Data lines
________________________________________

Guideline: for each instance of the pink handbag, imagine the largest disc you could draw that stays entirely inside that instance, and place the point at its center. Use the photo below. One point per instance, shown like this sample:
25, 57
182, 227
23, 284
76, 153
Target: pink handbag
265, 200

________________________________________

GOAL OF THE EXERCISE: Please copy all of the lines above again, adding 135 to each point coordinate given as an answer. Keep every other number and word unchanged.

EXERCISE OUTPUT:
Guideline: for each instance of the pink handbag, imagine the largest disc you could draw that stays entirely inside that instance, and place the point at its center. Use the photo below. One point per instance, shown like this sample:
25, 57
182, 227
23, 284
76, 153
Target: pink handbag
400, 335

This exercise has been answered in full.